| OBJETIVOS |
• 1. No texto sobre Bubaque, durante quanto tempo a ilha acolheu quem escreve?
• 2. Prossiga o texto sobre Bubaque a partir da última frase apresentada.

Friday, May 25, 2007

Monday, May 21, 2007

O Testemunho de quem fez o Nô Djunta Mon

Guiné-Bissau… a terra que sabe




Bubaque… a ilha “isolada”, sem telefone, luz, água corrente, que nos acolheu durante dois meses. Recebeu-nos de braços abertos, com a sua beleza natural, os seus costumes, a sua música e, principalmente, a alegria da sua gente. Gente sábia, onde os “omis grandi” são ouvidos e respeitados, as “mindjeres”, as mais bonitas e lutadoras de todas, caminham com os filhos às costas e os alguidares à cabeça, e os “mininos” que, apesar de ainda crianças, pensam e falam como gente grande. Gente sofrida, batalhadora, paciente, com histórias de vida impressionantes e inesquecíveis. Gente que tem tão pouco e, ainda assim, nos deu tanto.

| LINHAS EXTRAÍDAS |
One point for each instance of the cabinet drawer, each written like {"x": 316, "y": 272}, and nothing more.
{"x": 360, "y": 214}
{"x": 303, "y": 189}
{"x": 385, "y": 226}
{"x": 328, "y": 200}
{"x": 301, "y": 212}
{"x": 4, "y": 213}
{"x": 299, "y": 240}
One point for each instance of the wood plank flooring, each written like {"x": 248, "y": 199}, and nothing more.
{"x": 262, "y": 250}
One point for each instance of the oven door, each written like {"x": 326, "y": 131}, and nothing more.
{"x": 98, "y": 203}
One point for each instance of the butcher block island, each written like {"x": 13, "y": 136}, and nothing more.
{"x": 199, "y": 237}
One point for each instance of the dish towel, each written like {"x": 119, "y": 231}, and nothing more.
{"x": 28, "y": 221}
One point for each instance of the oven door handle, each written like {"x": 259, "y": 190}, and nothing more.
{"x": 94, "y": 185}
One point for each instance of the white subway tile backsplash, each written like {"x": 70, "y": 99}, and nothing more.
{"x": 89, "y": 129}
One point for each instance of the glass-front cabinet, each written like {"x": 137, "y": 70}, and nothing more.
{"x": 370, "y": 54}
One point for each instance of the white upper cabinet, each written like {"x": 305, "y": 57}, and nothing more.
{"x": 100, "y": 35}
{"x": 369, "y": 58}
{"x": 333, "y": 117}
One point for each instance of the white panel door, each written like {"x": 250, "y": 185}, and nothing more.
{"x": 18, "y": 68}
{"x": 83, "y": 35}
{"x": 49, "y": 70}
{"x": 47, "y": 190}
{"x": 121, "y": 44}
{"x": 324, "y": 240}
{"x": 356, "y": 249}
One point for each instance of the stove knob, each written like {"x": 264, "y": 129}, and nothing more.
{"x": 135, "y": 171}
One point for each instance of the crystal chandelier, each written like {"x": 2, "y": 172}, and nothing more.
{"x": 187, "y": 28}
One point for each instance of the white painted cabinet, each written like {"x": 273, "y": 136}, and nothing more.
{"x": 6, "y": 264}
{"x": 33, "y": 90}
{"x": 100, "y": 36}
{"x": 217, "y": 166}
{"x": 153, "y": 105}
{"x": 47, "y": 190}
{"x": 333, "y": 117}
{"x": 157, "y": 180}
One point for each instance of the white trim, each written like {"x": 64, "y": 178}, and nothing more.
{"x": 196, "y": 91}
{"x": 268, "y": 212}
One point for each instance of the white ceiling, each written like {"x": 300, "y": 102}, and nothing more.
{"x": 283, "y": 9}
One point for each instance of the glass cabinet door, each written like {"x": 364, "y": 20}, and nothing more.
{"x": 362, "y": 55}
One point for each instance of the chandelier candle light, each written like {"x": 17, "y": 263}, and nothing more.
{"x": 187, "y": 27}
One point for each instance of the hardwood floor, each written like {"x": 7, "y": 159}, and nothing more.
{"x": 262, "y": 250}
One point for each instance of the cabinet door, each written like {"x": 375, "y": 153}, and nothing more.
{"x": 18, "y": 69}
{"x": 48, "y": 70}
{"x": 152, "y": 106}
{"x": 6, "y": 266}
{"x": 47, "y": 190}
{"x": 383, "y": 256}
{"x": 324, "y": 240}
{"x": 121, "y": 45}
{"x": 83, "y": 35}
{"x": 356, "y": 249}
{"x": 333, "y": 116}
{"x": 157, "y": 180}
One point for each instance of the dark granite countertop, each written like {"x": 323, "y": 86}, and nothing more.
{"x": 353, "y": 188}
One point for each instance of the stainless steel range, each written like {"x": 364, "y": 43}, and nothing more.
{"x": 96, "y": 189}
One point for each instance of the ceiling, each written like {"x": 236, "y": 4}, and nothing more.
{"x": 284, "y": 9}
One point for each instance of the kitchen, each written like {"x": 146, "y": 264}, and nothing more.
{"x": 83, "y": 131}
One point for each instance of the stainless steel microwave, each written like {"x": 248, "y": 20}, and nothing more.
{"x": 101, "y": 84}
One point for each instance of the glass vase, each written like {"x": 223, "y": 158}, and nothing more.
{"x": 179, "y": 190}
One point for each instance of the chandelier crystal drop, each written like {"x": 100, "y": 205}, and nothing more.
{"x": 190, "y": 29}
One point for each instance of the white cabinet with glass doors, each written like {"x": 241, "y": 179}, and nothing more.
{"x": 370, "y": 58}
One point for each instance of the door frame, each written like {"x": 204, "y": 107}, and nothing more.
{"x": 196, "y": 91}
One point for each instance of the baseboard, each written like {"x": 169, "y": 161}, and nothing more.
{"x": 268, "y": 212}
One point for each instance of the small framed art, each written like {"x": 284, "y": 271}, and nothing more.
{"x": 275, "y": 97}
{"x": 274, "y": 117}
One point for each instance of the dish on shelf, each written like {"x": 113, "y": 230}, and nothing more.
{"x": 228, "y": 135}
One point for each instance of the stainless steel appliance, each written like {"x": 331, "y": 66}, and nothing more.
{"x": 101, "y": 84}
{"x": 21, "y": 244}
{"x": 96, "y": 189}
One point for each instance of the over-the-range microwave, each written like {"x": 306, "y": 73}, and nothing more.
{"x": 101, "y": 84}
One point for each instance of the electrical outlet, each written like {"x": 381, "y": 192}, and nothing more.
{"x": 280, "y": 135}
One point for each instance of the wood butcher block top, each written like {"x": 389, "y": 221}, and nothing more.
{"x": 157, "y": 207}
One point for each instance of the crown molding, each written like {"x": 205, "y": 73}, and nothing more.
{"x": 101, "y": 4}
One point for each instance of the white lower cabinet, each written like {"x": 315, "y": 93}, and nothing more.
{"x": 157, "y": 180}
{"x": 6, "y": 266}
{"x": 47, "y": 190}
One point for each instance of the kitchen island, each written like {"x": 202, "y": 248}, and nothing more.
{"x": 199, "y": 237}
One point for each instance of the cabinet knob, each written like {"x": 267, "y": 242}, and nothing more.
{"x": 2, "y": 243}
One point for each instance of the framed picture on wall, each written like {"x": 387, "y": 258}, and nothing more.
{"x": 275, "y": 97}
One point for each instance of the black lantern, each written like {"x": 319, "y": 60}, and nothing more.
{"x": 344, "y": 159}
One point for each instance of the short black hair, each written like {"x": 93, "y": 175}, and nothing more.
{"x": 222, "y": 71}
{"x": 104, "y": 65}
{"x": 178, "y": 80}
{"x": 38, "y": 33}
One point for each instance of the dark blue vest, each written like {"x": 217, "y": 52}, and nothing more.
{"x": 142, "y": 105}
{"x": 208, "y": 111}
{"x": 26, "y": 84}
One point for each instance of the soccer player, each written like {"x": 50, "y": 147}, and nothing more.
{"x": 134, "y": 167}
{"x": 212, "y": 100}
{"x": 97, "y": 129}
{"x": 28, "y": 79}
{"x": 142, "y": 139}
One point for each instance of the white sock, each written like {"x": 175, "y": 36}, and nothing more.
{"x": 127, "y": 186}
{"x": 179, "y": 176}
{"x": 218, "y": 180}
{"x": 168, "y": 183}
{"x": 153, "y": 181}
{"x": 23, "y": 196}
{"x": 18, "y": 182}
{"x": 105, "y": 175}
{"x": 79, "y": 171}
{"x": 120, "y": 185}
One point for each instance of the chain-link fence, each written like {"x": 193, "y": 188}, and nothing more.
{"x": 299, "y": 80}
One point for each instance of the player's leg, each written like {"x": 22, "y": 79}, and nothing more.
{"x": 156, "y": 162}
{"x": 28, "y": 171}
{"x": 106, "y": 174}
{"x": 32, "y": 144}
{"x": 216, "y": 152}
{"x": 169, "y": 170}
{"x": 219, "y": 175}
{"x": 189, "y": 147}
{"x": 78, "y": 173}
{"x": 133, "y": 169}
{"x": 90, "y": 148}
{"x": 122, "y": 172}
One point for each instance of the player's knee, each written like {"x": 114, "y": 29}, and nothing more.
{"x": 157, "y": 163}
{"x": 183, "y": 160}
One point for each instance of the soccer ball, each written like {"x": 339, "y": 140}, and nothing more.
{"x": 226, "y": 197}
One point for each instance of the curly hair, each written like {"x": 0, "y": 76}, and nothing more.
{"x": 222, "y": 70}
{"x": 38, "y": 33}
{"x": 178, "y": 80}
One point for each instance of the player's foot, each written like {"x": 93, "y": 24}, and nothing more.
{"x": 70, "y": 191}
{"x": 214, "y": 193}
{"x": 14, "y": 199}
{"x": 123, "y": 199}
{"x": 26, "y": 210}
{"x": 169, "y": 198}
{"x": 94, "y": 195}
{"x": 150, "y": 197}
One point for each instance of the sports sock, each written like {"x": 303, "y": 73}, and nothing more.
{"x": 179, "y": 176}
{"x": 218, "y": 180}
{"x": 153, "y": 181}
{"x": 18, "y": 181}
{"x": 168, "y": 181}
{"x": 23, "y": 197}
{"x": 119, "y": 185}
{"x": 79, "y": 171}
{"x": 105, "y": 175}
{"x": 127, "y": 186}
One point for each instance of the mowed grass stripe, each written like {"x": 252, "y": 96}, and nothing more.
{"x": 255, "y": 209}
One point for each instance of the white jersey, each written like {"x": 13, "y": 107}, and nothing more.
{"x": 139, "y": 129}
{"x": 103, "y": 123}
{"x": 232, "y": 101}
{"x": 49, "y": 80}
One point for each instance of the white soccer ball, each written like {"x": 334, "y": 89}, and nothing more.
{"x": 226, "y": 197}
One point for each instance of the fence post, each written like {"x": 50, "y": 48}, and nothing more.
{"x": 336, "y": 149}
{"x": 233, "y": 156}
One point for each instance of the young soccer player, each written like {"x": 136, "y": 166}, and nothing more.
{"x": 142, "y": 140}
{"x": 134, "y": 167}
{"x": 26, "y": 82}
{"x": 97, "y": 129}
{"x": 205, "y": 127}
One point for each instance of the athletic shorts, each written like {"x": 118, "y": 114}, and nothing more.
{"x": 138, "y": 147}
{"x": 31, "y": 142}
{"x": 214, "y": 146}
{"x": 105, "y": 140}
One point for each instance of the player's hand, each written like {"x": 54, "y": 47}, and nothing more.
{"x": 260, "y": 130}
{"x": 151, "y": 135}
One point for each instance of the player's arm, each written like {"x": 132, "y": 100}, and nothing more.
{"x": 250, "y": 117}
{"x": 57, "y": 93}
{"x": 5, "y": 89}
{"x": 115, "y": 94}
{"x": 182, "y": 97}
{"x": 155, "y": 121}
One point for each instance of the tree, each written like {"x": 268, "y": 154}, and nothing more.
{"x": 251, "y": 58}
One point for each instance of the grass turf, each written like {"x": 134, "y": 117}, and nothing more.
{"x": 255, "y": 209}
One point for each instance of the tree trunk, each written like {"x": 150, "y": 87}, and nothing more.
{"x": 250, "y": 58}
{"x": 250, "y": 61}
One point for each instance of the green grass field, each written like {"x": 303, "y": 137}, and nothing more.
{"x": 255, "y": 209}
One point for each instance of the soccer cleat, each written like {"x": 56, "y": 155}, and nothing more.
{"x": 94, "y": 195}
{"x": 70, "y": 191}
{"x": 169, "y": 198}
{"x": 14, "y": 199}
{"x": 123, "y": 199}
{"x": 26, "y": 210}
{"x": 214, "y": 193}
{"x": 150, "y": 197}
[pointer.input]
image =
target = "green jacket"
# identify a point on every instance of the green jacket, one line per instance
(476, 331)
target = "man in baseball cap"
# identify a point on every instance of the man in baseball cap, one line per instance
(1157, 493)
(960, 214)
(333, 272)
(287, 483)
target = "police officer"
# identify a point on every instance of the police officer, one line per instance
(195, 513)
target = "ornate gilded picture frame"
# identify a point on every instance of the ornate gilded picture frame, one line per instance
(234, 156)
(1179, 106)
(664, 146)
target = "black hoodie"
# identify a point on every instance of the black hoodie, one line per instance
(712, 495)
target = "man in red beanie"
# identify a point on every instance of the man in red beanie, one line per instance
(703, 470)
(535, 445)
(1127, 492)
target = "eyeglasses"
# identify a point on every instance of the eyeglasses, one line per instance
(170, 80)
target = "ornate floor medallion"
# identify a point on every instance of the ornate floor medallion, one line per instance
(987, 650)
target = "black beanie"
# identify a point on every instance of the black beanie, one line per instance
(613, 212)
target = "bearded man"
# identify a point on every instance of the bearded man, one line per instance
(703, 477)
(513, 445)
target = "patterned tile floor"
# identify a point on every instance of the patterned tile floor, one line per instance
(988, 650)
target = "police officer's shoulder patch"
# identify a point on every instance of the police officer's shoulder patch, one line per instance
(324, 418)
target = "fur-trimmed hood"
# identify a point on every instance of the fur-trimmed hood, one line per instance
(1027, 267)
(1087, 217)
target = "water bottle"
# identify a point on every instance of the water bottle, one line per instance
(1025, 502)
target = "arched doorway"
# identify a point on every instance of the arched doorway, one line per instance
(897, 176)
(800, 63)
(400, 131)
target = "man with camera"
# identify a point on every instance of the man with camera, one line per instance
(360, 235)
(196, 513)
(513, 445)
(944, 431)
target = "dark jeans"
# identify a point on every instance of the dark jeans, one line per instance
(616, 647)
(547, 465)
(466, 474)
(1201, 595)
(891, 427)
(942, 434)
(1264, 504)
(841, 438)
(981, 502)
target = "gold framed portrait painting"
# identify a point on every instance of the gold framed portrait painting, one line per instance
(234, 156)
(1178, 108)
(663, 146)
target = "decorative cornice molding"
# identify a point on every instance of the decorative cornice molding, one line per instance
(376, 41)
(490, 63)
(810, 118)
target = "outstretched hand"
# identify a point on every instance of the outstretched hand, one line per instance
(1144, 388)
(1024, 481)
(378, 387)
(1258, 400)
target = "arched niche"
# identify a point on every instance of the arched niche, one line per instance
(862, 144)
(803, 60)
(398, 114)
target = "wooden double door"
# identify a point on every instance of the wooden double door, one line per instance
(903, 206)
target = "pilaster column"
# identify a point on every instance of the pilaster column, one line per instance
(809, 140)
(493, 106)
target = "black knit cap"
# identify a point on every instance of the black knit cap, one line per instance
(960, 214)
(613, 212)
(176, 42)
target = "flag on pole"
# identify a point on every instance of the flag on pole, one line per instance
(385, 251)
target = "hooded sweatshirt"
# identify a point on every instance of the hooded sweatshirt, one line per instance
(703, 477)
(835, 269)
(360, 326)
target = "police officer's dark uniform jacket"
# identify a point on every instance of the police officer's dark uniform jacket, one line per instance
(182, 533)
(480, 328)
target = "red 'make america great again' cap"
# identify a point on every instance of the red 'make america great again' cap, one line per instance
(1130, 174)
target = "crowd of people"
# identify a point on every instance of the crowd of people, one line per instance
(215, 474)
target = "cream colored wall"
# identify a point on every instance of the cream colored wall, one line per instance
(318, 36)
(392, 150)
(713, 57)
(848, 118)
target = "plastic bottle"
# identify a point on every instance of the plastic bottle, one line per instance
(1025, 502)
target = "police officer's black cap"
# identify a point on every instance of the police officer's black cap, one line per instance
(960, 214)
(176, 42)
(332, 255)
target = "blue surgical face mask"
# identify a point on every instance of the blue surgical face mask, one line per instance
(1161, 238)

| RESPOSTAS POR TAREFA |
• 1. Durante dois meses.

• 2.
Chegámos num dia cinzento, após quatro horas de viagem, a um porto aparentemente caótico, onde pessoas e animais esperavam a canoa vinda da capital. Um carro, dos pouquíssimos existentes na ilha, aguardava-nos e levou-nos àquela que iria ser a “nossa” casa, ainda vazia, mas que depressa se encheu, com coisas e pessoas que, após alguns dias, paravam e ficavam para o “djumbai”. Crianças e adultos, com quem aprendemos, através deste tempo que passávamos juntos, que às vezes um olhar vale mais que mil palavras.

E assim começou o “Nô Djunta Mon” em Bubaque, com idas regulares ao poço, ao mercado, ao porto, que aos poucos foi ganhando cor e sentido, e como não podia deixar de ser, aos nossos locais de trabalho, onde partilhámos experiências e saberes com as “nossas” mulheres, professores, jornalistas, bibliotecárias…

Foram dias cheios, divididos entre as tarefas domésticas e as actividades de formação, terminados em noites recheadas de estrelas, desejos, relâmpagos, conversas… Sem esquecer o jantar, um peixe daquele mar delicioso, à luz das velas e ao som da rádio local “Djan-Djan”.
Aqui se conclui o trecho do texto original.